Excerpts from a dataset =
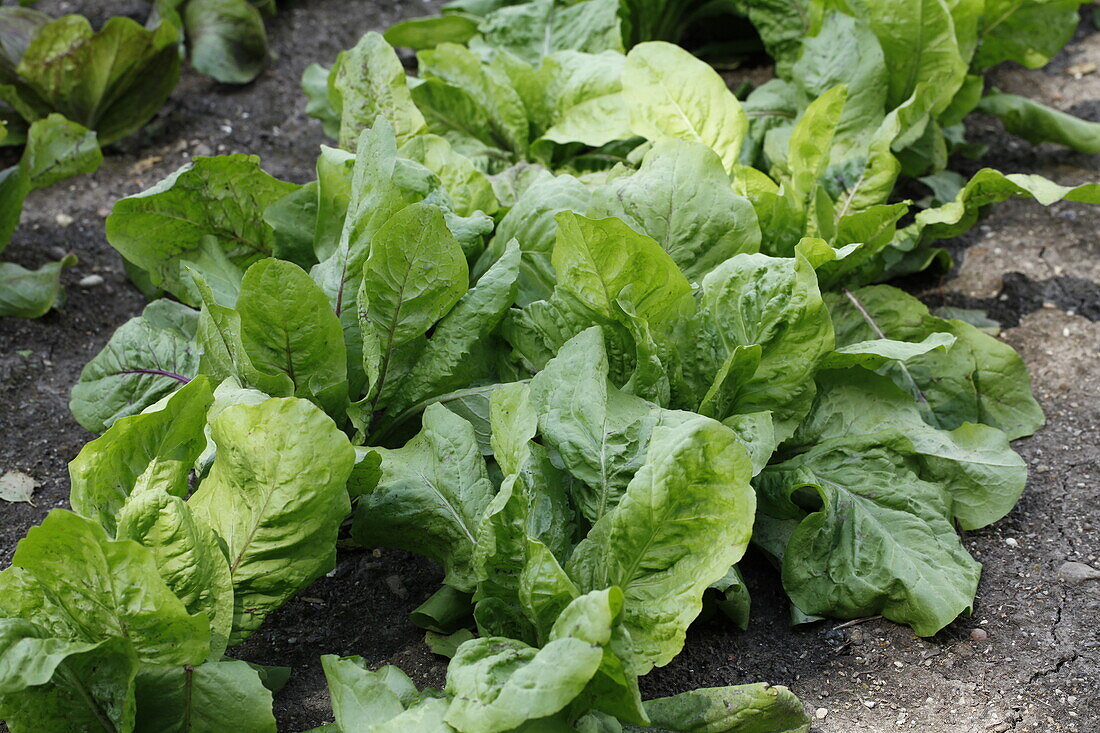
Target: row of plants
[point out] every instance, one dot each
(575, 324)
(67, 89)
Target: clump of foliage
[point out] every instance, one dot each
(226, 39)
(55, 150)
(576, 325)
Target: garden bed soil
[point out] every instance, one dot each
(1027, 659)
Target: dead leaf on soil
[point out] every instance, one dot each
(17, 487)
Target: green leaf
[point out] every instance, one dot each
(430, 32)
(498, 684)
(430, 498)
(276, 495)
(288, 327)
(219, 335)
(70, 579)
(974, 462)
(457, 353)
(469, 188)
(217, 696)
(536, 29)
(600, 434)
(978, 380)
(596, 260)
(415, 274)
(146, 359)
(877, 538)
(221, 199)
(933, 55)
(112, 81)
(188, 556)
(369, 81)
(1038, 123)
(681, 197)
(57, 149)
(1030, 32)
(684, 518)
(227, 39)
(758, 708)
(757, 339)
(532, 222)
(32, 293)
(58, 686)
(671, 94)
(151, 450)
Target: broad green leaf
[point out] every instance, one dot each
(978, 380)
(597, 259)
(288, 327)
(458, 351)
(430, 498)
(974, 462)
(469, 187)
(57, 149)
(209, 698)
(147, 358)
(873, 537)
(756, 340)
(498, 684)
(369, 80)
(537, 29)
(1029, 32)
(532, 222)
(373, 198)
(188, 556)
(757, 708)
(276, 495)
(32, 293)
(151, 450)
(488, 88)
(598, 434)
(812, 140)
(220, 337)
(684, 518)
(57, 686)
(671, 94)
(931, 55)
(681, 197)
(74, 581)
(112, 81)
(222, 198)
(363, 701)
(1038, 123)
(429, 32)
(227, 39)
(845, 52)
(415, 274)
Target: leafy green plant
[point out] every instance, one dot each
(579, 326)
(226, 39)
(55, 150)
(111, 81)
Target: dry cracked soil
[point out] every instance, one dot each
(1026, 659)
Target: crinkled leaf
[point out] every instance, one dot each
(276, 495)
(151, 450)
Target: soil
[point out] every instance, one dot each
(1035, 270)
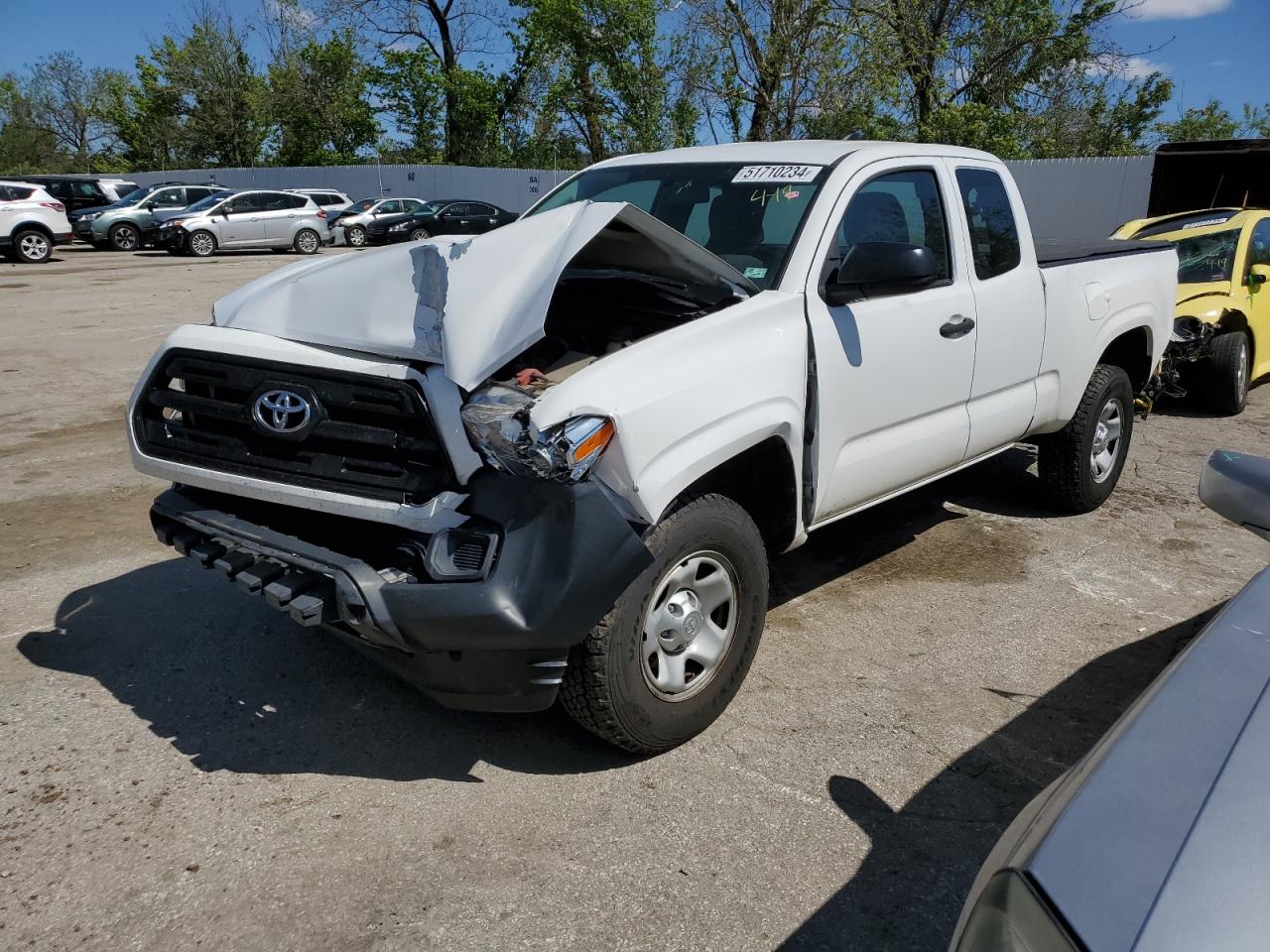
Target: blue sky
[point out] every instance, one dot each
(1210, 49)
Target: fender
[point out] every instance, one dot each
(693, 398)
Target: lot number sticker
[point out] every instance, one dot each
(778, 173)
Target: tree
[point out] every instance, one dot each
(318, 99)
(604, 76)
(772, 63)
(24, 146)
(1198, 123)
(448, 30)
(68, 103)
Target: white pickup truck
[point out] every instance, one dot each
(553, 460)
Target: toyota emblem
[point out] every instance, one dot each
(282, 412)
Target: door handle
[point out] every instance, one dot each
(956, 326)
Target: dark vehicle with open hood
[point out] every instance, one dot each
(1160, 837)
(443, 216)
(552, 461)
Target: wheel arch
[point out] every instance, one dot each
(1132, 350)
(1232, 320)
(763, 481)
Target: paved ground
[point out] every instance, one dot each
(182, 769)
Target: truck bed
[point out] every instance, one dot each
(1055, 252)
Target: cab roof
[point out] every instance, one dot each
(825, 151)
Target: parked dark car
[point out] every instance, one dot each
(79, 191)
(1160, 838)
(443, 216)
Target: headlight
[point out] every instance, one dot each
(498, 421)
(1011, 916)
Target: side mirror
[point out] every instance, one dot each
(1237, 485)
(879, 268)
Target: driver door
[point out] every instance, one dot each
(893, 371)
(241, 222)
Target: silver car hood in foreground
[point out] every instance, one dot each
(467, 302)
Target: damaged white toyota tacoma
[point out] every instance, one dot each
(556, 458)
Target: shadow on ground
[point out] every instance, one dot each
(924, 857)
(236, 687)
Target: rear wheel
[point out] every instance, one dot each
(663, 664)
(32, 246)
(125, 238)
(200, 244)
(1225, 377)
(1080, 463)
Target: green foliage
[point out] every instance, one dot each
(1207, 121)
(563, 82)
(318, 99)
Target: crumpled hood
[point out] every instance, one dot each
(467, 302)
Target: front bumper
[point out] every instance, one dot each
(563, 556)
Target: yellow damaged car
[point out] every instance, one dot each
(1220, 340)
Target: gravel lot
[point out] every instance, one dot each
(180, 767)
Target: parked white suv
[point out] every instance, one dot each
(254, 218)
(31, 222)
(349, 226)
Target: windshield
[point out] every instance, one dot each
(204, 203)
(747, 214)
(1206, 258)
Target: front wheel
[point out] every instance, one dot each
(663, 664)
(1080, 463)
(308, 241)
(125, 238)
(32, 246)
(1225, 379)
(200, 244)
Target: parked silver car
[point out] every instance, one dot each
(1160, 837)
(249, 218)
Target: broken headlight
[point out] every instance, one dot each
(498, 421)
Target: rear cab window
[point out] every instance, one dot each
(899, 207)
(991, 218)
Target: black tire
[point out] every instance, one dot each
(1066, 458)
(125, 236)
(307, 241)
(604, 687)
(31, 246)
(199, 248)
(1224, 376)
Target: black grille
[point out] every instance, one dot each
(371, 436)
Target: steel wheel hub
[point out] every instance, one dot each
(35, 245)
(689, 625)
(1106, 440)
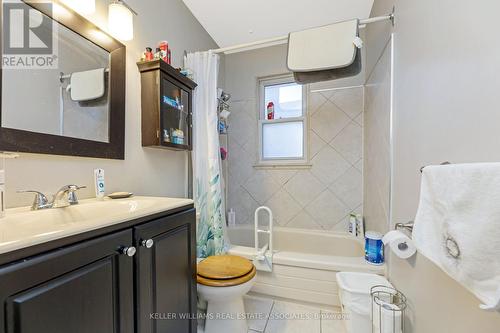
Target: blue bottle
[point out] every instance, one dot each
(374, 248)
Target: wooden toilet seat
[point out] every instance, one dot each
(225, 271)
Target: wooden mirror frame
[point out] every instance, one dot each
(16, 140)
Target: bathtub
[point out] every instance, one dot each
(305, 262)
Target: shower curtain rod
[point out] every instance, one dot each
(284, 39)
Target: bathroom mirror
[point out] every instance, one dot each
(63, 83)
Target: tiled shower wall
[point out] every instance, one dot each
(319, 197)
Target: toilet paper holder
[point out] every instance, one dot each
(405, 226)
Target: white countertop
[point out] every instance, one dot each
(21, 227)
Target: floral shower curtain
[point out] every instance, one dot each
(208, 194)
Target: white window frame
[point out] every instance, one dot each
(282, 162)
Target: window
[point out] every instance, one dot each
(282, 122)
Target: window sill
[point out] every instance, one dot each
(280, 166)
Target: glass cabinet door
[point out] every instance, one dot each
(175, 119)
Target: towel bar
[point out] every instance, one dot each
(406, 226)
(444, 163)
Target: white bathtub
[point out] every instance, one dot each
(305, 262)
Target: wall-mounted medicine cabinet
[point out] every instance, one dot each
(167, 98)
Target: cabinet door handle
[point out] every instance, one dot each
(129, 251)
(147, 243)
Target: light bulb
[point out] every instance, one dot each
(120, 21)
(83, 7)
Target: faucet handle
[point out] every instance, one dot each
(72, 198)
(40, 201)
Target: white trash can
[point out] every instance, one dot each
(354, 293)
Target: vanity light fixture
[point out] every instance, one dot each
(83, 7)
(121, 20)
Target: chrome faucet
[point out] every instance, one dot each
(65, 197)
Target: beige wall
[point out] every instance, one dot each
(144, 171)
(445, 109)
(319, 197)
(377, 145)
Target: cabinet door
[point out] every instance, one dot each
(166, 275)
(84, 288)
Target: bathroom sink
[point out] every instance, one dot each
(22, 227)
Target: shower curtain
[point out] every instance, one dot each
(208, 194)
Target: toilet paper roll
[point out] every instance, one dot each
(400, 244)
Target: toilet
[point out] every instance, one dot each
(222, 283)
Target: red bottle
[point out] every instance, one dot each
(270, 111)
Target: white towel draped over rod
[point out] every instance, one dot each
(284, 39)
(63, 76)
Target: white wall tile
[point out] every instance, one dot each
(261, 186)
(349, 100)
(349, 142)
(328, 121)
(349, 188)
(304, 187)
(289, 191)
(327, 210)
(282, 176)
(283, 206)
(328, 165)
(315, 144)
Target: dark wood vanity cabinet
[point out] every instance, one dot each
(87, 287)
(166, 275)
(167, 106)
(98, 286)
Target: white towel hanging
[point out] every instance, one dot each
(458, 226)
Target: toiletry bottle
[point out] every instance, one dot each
(231, 220)
(2, 193)
(99, 183)
(353, 230)
(270, 111)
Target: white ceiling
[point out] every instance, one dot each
(232, 22)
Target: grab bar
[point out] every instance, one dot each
(262, 231)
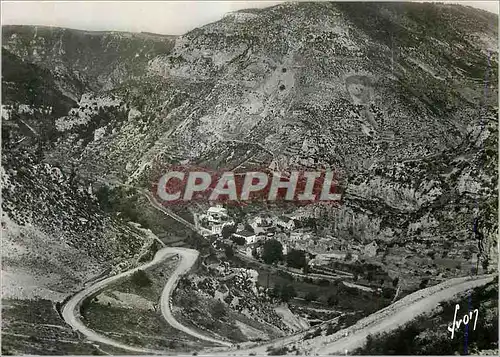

Assigned task = The number of lines in the data that hold "cabinet" is all that should be given.

Answer area = 5